→ **Brief**
Return all of the records below verbatim.

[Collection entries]
• • •

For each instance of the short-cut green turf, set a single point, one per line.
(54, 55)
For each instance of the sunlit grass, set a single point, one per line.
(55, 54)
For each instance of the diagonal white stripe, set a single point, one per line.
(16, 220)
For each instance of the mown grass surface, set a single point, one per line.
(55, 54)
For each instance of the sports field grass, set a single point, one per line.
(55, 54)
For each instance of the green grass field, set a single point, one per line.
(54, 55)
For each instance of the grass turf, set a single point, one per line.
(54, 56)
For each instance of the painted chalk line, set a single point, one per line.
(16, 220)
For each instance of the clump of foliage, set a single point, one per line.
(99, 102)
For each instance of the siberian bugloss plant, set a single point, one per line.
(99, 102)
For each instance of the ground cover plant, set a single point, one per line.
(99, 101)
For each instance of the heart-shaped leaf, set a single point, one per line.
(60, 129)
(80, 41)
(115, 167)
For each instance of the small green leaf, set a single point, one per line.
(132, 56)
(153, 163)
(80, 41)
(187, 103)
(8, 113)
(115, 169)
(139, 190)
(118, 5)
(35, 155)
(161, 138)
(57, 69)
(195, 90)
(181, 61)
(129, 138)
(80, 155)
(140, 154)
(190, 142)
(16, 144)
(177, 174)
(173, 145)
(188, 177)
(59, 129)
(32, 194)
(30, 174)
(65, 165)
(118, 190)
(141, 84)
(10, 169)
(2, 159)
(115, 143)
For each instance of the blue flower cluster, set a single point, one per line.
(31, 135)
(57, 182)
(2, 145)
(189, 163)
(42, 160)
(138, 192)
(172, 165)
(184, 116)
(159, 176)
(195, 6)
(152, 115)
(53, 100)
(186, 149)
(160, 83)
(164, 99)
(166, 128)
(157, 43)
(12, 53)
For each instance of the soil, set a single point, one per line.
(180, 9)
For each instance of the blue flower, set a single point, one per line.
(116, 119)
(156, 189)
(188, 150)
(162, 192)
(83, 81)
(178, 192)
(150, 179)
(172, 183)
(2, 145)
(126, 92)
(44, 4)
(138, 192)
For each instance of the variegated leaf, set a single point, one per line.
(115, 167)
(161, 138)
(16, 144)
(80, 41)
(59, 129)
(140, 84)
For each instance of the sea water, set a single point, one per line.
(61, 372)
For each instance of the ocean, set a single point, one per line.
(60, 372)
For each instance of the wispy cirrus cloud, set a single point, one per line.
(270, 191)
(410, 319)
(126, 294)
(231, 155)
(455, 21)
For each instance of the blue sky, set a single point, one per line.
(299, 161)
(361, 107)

• • •

→ **Result for this task**
For each instance of the short-cut green turf, set a single point, one per line.
(54, 55)
For each instance of the sunlit grass, set a single point, one per line.
(55, 54)
For each instance of the diagonal white stripe, set a single point, one per line.
(16, 220)
For each instance of the mown grass surface, set a single point, one per line.
(55, 54)
For each instance of the sports field grass, set a single point, one per line.
(55, 54)
For each instance of the green grass field, set a single point, one per line.
(54, 55)
For each instance of the grass turf, set a single point, one per line.
(54, 56)
For each instance of the painted chalk line, set a single point, one per line.
(16, 220)
For each instance of the clump of foliage, set a single point, one per line.
(99, 102)
For each instance of the siberian bugloss plant, set a single point, one per line.
(99, 102)
For each instance of the ground cover plant, set a single point, one per line.
(99, 101)
For each instance of the heart-shaped leaf, set a single point, one per line.
(60, 129)
(80, 41)
(115, 167)
For each instance of the small green leaf, set a single point, one per line.
(132, 56)
(153, 163)
(80, 41)
(187, 103)
(8, 113)
(115, 169)
(139, 190)
(118, 5)
(35, 155)
(161, 138)
(57, 69)
(195, 90)
(181, 61)
(129, 138)
(80, 155)
(140, 154)
(190, 142)
(16, 144)
(177, 174)
(173, 145)
(188, 177)
(59, 129)
(32, 194)
(30, 174)
(65, 165)
(118, 190)
(141, 84)
(10, 169)
(2, 159)
(115, 143)
For each instance of the blue flower cluster, set a single point, one per line.
(31, 135)
(57, 182)
(2, 145)
(189, 163)
(42, 160)
(138, 192)
(172, 165)
(184, 116)
(159, 176)
(195, 6)
(152, 115)
(53, 100)
(186, 149)
(160, 83)
(164, 99)
(166, 128)
(157, 43)
(12, 53)
For each instance of the soil, set a single point, one per line.
(180, 9)
For each instance of the blue flower, set a single point, one per line.
(116, 119)
(156, 189)
(188, 150)
(162, 192)
(83, 81)
(178, 192)
(150, 179)
(172, 183)
(2, 145)
(126, 92)
(44, 4)
(138, 192)
For each instance of the variegated leaf, set a single point, one per line.
(115, 167)
(161, 138)
(16, 144)
(80, 41)
(59, 129)
(140, 84)
For each instance of the sea water, set a single point, one per line.
(61, 372)
For each instance of the ocean, set a single point, one per line.
(60, 372)
For each instance of the wispy cirrus cloud, set a single point, one per line.
(270, 191)
(410, 319)
(126, 294)
(231, 155)
(455, 21)
For each instance of the blue sky, set a single point, one per line.
(299, 161)
(361, 107)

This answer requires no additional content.